I. REVERSAL WITH GUIDANCE

¶ 8 After thoughtful review we have determined that the dismissals should not stand, but we have also determined that the jurisdictional question does not lend itself to an either/or response. Depending upon how the parties proceed in light of our ruling, there could be issues suitable for either or both state and federal courts. It is our design herein to delineate as best possible between water law issues over which Utah courts have exclusive jurisdiction and contract issues arising under the federal reclamation contracts over which the federal district court has jurisdiction. Moreover, there may be issues as to whether contractual arrangements, even if clear, would run afoul of Utah water law, which the United States Congress has recognized as controlling. To the extent possible at this juncture, we have attempted to provide guidance to the parties. We note particularly our responsibility to correct erroneous interpretations or assumptions of the State Engineer, who ultimately looks to this court for direction regarding application of Utah water law. Before examining the specific legal issues, we think it imperative to briefly outline the history of federal water reclamation projects followed by the particular history of the Strawberry Valley Project and the origin of the dispute between these parties. We also address the matter of the United States' waiver of sovereign immunity regarding disputes arising from reclamation projects.

II. FEDERAL WATER RECLAMATION PROJECTS

A. History[6]

¶ 9 "The final westward migration of the late 1800s resulted in an enormous demand by settlers for irrigation systems." Peterson v. United States Dep't of Interior, 899 F.2d 799, 802 (9th Cir.1990). "As early as 1891, settlers in the western states organized annual irrigation congresses to discuss their water needs and to urge Congress to fund irrigation projects." Id. at 802 n. 6. "Western states themselves lacked the means to finance the enormous systems of dams, reservoirs, and canals needed to regulate and distribute water from the western rivers and snow melt." Id.; see also California v. United States, 438 U.S. 645, 663, 98 S.Ct. 2985, 57 L.Ed.2d 1018 (1978).

¶ 10 "By the turn of the century, most of the land that could be profitably irrigated by small-scale private reclamation efforts had been put to use. Pressure mounted on the Federal Government to provide the funding for massive projects that would be needed to complete the reclamation." California, 438 U.S. at 649, 98 S.Ct. 2985; see also Peterson, 899 F.2d at 802; United States v. Alpine Land & Reservoir Co., 887 F.2d 207, 209 (9th Cir.1989). Responding to the pressing demand for financial assistance in funding reclamation projects, Congress enacted the Reclamation Act of 1902. Pub.L. No. 57-161, 32 Stat. 388 (codified as amended at 43 U.S.C. § 371 (2005)).

Extracted records ▸
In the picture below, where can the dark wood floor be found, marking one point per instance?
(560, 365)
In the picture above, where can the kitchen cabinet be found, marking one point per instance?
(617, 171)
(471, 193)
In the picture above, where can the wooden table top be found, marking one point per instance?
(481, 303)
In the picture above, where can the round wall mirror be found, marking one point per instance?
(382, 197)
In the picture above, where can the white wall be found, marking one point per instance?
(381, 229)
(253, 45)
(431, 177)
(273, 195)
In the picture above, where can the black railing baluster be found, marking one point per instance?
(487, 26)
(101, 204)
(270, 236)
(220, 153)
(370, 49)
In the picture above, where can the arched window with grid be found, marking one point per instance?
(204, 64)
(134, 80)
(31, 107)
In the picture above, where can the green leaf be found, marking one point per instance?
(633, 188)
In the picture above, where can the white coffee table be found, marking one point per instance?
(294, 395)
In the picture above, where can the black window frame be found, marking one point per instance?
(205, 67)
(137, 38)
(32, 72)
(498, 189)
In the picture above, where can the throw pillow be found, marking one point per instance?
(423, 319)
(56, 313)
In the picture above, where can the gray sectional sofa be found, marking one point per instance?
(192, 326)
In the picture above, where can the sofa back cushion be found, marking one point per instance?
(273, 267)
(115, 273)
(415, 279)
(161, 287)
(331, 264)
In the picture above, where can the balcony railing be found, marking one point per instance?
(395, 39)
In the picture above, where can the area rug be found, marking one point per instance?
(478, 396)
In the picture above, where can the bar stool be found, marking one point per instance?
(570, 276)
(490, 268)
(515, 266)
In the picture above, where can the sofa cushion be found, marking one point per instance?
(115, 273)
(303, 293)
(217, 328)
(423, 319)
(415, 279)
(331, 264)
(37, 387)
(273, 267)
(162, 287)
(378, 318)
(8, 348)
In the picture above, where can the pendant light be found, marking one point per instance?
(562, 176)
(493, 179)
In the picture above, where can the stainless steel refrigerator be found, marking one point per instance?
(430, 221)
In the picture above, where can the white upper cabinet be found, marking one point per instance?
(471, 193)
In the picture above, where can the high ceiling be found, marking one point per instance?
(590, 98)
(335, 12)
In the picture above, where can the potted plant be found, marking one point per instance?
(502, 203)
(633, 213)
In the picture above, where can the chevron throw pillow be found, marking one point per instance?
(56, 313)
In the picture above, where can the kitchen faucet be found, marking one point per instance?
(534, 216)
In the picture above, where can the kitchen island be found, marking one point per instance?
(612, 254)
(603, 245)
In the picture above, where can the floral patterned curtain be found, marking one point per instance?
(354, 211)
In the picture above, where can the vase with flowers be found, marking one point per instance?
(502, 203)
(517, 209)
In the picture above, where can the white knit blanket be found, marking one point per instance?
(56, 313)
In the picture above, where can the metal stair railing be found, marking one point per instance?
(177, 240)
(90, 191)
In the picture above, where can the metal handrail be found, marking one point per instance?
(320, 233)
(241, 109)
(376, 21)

Tasks to complete ▸
(a) Answer these questions from the water reclamation passage, one per line:
(i) Which project's particular history does the passage say it will outline?
(ii) As early as what year did settlers in the western states organize annual irrigation congresses?
(iii) What law did Congress enact in response to the demand for financial help with reclamation projects?
(b) Extend the water reclamation passage by writing what comes after its final sentence.

Solved problems ▸
(a)
(i) The Strawberry Valley Project
(ii) 1891
(iii) The Reclamation Act of 1902

(b)
With the Reclamation Act of 1902, Congress committed itself to the task of constructing and operating dams, reservoirs, and canals for the reclamation of the arid lands in 17 western states. The projects were to be built on federal land and the actual construction and operation were to be in the hands of the Secretary of the Interior.

Peterson, 899 F.2d at 802 (citing California, 438 U.S. at 650, 664, 98 S.Ct. 2985).

¶ 11 When Congress enacted the Reclamation Act of 1902, it had far greater expectations for the program than to simply increase agricultural production. With the Reclamation Act, Congress created a blueprint for the orderly development of the West, and *415 water was the instrument by which that plan was to be carried out. See Ivanhoe Irrigation Dist. v. McCracken, 357 U.S. 275, 292, 78 S.Ct. 1174, 2 L.Ed.2d 1313 (1958). Congress's plan included purposeful and continued deference to state water law, which was to govern the ownership of all water rights absent a clear Congressional directive to the contrary. See California, 438 U.S. at 653-70, 678-89, 98 S.Ct. 2985; United States v. New Mexico, 438 U.S. 696, 702 & n. 5, 98 S.Ct. 3012, 57 L.Ed.2d 1052 (1978). Section 8 of the Reclamation Act left little room for doubt.

Nothing in this Act shall be construed as affecting or intended to affect or in any way interfere with the laws of any state... relating to the control, appropriation, use, or distribution of water . . . and the Secretary of the Interior, in carrying out the provisions of this Act, shall proceed in conformity with such laws. . . .

43 U.S.C. § 383 (emphasis added).

¶ 12 The monies initially provided by Congress under the 1902 Reclamation Act were placed in a separate "Reclamation Fund" to be used by the Secretary of the Interior to fund construction of reservoirs and irrigation works. See, e.g., 43 U.S.C. § 391; Twin Falls Canal Co. v. Foote, 192 F. 583, 585 (C.D.Idaho 1911). Using this fund, the Bureau of Reclamation was able to construct large dam and reservoir projects similar to the Strawberry Valley Project. See, e.g., id.; Burley Irrigation Dist. v. Ickes, 116 F.2d 529, 530 (D.C.Cir.1940).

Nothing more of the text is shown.